▶ **PROBLEM TO WORK ON**: Using the records below, give again exactly the lines from the line that contains "Study the picture above. For each instance of the black food" through the line that contains "Study the picture above. For each instance of the paving", both ends included, and only those.

▶ **DATA PROVIDED**:
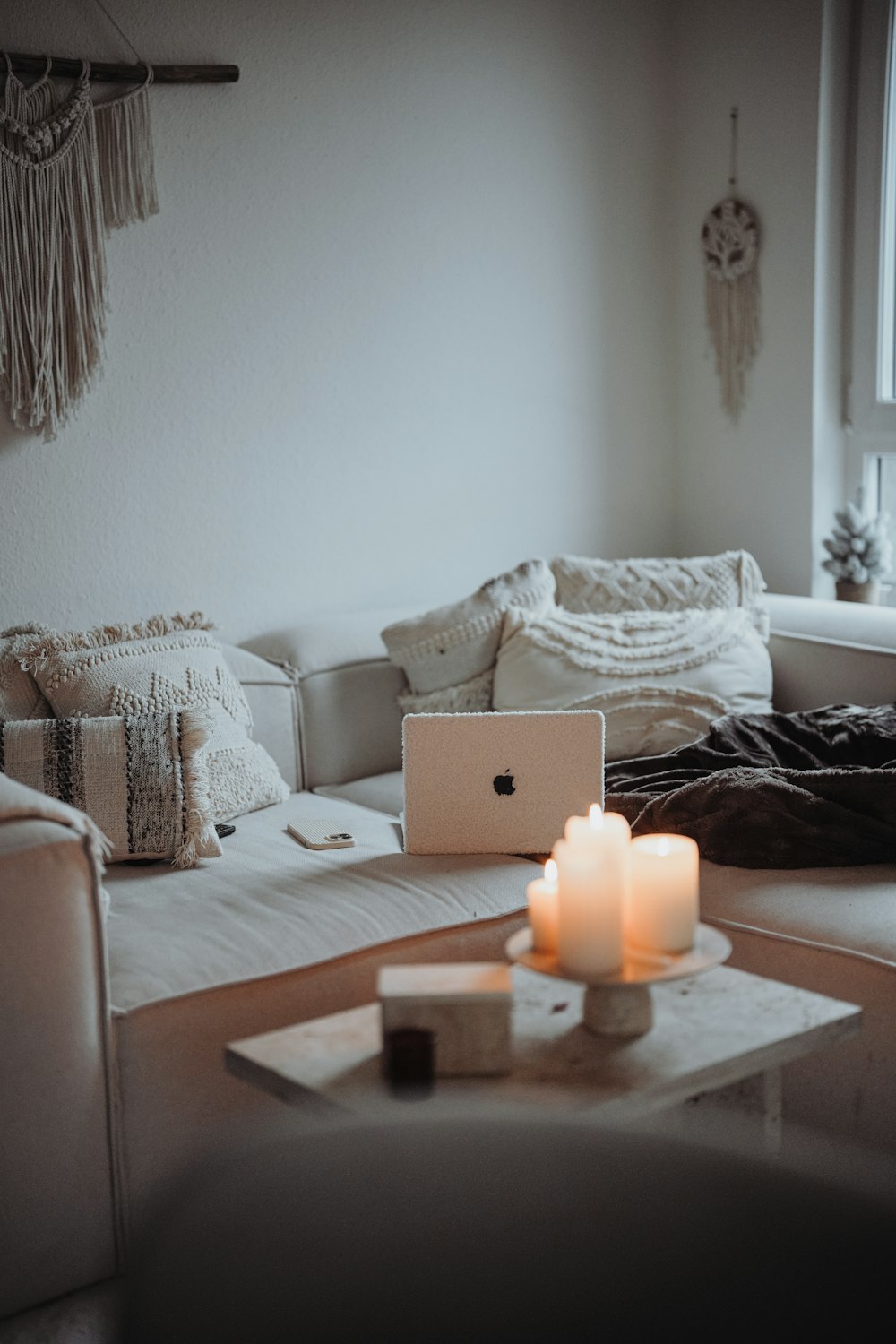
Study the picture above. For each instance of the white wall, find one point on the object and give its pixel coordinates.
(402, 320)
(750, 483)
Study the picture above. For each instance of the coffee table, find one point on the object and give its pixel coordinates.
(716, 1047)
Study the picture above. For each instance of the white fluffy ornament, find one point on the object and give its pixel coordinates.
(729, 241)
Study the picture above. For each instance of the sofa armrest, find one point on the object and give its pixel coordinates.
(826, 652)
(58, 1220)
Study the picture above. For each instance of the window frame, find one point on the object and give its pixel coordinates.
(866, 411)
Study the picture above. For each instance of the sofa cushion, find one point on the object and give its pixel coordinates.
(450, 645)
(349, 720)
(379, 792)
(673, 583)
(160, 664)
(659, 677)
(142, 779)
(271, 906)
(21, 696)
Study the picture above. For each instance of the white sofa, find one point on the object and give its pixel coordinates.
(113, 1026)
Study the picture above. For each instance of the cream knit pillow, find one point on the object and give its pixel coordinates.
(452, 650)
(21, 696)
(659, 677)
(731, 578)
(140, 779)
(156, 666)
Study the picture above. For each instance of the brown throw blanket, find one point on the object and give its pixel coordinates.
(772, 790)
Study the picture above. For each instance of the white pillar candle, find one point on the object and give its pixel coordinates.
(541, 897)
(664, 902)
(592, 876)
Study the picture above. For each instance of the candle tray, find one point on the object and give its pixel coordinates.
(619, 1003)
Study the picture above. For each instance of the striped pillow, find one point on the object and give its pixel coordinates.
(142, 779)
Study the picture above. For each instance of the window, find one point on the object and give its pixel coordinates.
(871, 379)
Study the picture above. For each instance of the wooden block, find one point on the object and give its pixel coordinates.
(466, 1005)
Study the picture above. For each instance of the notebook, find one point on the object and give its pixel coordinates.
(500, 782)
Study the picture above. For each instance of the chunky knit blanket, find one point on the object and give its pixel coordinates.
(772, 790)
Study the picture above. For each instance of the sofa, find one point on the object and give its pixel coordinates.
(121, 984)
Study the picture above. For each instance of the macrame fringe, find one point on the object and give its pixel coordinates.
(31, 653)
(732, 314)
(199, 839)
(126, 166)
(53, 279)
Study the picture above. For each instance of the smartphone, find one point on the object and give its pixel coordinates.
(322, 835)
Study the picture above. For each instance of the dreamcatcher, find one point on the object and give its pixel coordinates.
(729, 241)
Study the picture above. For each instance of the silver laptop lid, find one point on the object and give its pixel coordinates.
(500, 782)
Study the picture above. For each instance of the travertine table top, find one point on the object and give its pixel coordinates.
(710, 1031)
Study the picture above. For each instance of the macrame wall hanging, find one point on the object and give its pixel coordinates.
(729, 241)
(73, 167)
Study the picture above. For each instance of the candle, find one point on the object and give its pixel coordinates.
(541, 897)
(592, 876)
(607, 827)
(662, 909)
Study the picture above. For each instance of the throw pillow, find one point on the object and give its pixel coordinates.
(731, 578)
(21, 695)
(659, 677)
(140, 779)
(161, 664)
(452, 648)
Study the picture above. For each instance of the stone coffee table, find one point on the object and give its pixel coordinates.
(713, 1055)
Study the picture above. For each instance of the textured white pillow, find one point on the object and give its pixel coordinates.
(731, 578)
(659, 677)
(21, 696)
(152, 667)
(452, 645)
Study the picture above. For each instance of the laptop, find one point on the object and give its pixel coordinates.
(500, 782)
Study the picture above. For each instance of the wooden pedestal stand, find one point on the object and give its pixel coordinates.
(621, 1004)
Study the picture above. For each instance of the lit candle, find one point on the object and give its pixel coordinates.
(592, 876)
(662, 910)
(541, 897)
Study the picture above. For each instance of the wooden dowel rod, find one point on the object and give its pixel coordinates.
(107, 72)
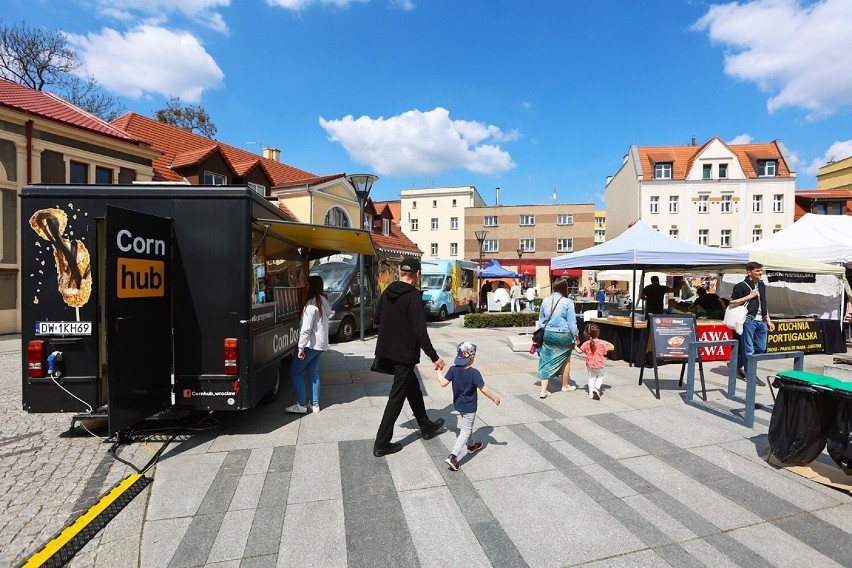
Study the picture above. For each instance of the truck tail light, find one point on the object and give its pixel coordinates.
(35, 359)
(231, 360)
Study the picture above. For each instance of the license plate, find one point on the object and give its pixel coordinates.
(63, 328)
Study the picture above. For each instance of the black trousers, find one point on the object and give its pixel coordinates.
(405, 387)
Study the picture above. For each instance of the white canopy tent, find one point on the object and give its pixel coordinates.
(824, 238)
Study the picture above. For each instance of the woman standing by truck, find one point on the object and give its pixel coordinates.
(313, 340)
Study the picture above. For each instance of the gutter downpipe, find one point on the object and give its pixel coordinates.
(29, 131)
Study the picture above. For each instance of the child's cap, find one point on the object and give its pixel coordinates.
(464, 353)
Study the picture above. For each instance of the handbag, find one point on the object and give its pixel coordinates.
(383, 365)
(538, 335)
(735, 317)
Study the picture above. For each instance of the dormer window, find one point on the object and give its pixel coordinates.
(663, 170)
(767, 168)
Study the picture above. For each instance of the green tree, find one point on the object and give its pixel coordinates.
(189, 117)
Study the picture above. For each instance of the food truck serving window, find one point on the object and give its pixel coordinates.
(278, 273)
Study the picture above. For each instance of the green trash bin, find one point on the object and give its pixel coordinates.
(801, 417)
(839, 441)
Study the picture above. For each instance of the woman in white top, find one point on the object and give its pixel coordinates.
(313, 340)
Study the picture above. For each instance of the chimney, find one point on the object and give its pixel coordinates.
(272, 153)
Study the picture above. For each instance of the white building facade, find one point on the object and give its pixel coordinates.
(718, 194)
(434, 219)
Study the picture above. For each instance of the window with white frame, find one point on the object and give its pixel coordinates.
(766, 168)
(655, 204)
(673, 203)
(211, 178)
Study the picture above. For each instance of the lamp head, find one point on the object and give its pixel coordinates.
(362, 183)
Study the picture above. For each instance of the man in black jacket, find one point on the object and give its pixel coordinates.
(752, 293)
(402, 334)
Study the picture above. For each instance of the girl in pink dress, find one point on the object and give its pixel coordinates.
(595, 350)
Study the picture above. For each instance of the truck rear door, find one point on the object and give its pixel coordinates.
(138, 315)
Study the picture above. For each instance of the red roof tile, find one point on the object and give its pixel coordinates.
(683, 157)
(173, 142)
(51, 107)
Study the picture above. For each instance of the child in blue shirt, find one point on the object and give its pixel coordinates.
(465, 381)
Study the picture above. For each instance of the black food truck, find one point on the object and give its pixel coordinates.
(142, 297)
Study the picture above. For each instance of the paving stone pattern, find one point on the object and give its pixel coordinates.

---

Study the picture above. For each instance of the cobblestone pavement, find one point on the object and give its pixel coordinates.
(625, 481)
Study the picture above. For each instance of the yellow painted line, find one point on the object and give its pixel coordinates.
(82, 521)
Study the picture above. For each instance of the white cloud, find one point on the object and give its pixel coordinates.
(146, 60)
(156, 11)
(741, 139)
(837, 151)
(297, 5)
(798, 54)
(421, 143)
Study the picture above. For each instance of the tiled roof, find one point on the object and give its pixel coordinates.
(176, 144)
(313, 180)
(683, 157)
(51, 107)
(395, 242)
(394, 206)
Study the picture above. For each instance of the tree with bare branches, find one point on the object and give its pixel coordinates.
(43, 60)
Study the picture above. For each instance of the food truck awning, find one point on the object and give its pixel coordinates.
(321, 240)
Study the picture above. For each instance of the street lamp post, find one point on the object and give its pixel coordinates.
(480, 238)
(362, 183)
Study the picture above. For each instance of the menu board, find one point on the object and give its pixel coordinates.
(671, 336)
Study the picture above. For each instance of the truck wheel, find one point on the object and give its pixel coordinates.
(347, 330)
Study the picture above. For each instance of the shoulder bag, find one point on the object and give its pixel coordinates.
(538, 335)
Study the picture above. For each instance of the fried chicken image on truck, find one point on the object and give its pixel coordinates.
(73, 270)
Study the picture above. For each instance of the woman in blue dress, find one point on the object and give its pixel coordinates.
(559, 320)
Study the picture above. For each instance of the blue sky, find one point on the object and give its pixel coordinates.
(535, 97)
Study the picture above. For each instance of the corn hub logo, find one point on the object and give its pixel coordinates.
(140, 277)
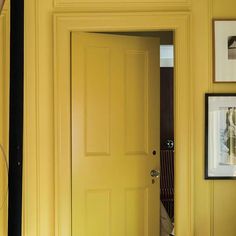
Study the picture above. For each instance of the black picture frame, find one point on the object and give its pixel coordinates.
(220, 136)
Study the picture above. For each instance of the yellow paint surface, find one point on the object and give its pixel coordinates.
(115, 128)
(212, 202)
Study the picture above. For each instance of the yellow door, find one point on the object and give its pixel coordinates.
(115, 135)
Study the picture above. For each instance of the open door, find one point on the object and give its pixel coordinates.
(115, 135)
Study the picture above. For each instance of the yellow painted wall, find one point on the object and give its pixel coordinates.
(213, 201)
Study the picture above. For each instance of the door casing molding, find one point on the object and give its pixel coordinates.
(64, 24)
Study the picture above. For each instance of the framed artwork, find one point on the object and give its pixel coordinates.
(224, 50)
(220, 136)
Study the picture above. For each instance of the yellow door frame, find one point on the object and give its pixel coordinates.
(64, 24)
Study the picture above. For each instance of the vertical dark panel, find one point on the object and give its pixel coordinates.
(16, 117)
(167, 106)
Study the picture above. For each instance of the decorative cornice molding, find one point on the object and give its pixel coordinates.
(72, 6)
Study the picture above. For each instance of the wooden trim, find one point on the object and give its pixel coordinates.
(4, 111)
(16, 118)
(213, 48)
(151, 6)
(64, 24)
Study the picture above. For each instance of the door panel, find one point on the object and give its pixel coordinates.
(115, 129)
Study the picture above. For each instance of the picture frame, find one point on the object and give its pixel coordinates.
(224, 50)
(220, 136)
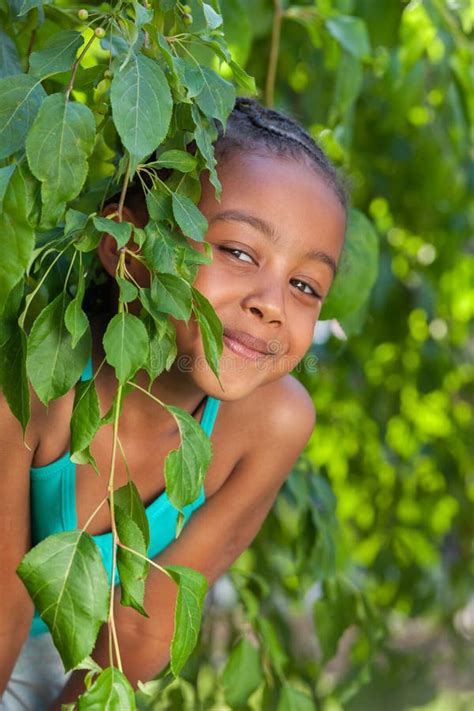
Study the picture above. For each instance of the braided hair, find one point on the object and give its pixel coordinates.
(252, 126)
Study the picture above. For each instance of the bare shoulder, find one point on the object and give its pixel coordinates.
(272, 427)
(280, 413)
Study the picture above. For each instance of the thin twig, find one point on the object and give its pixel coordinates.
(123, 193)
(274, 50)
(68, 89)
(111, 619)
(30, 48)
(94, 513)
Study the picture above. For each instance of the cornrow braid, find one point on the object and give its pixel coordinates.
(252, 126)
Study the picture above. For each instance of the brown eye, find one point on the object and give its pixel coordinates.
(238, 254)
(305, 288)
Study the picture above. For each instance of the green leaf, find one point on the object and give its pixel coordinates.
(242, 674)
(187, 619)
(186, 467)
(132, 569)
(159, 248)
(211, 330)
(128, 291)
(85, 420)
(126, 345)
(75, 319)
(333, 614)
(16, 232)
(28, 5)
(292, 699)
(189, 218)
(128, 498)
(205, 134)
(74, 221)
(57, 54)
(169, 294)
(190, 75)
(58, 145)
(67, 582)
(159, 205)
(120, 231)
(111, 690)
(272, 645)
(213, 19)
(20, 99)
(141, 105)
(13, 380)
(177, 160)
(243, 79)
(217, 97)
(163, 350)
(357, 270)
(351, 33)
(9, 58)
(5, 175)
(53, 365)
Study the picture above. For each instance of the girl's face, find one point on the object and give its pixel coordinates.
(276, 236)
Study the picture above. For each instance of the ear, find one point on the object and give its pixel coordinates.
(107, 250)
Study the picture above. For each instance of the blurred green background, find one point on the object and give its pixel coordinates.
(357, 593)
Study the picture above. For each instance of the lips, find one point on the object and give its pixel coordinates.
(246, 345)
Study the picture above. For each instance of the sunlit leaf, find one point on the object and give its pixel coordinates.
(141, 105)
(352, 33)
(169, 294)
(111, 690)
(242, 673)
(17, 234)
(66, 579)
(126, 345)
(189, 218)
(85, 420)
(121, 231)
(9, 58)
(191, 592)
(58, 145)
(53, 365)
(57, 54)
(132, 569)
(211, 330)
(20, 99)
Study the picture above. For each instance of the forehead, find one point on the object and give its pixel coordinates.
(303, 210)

▶ **ANSWER BOX**:
Study the picture above. For each instance of the black food truck, find one point on the object and give its pixel coordinates.
(142, 297)
Study the picture above. For each instance of the paving stone pattern, find one point on the object and give its pixel coordinates.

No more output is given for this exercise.